■ **Work request**
Write out the whole listing. Leave out nothing.

[[ Supplied data, beginning ]]

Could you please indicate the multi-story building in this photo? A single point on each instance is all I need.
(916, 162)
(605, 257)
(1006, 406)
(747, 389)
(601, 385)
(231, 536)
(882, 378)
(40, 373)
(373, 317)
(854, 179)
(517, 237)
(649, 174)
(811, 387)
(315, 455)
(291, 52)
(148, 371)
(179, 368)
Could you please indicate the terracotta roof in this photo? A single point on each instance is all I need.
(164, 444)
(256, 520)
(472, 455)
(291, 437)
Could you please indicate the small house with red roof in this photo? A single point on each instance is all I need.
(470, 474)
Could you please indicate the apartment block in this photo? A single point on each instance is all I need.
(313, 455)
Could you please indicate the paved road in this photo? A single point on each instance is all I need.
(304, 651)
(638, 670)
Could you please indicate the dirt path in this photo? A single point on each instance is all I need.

[[ Supplied data, end ]]

■ **Reply to the exercise**
Could you please indicate the multi-story building in this photo? A single point on each instance is all I need.
(916, 162)
(605, 257)
(1006, 406)
(747, 389)
(601, 385)
(231, 536)
(882, 378)
(40, 373)
(373, 317)
(854, 179)
(517, 237)
(649, 174)
(811, 387)
(315, 455)
(291, 52)
(148, 371)
(179, 368)
Could you please indicate the terracotta roof in this photo? A single point on each instance is all I need.
(164, 444)
(256, 520)
(472, 455)
(291, 437)
Could you please indicate the small house with red roof in this photo? A single point on each instance is all I need.
(470, 474)
Could you please indicate the apartment block in this photo? A single point on each instance is all I need.
(313, 455)
Could you please indicate the paved road in this photo? A single point on each instance is all I need.
(304, 651)
(638, 670)
Could you please indicate the dirt path in this photo? A single point on each instance is all I need.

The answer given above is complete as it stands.